**Provided records**.
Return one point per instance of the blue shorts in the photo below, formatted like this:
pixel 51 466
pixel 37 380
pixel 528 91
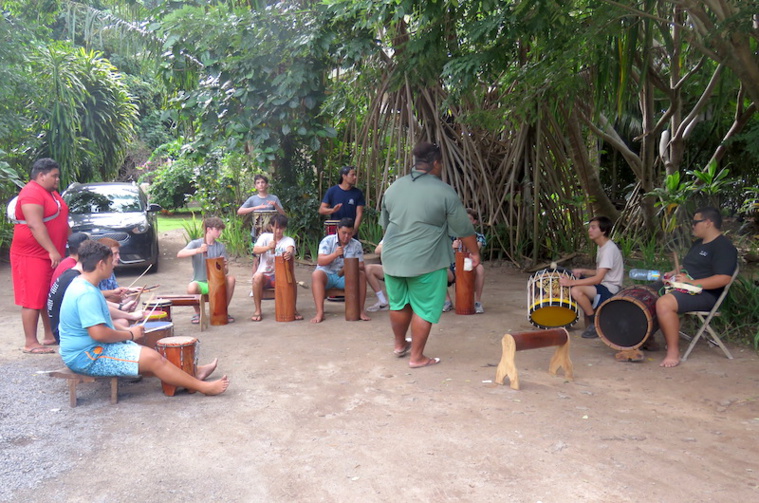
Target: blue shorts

**To do**. After identifying the lines above that contain "pixel", copy each one.

**Solution to this problem**.
pixel 51 466
pixel 37 380
pixel 528 91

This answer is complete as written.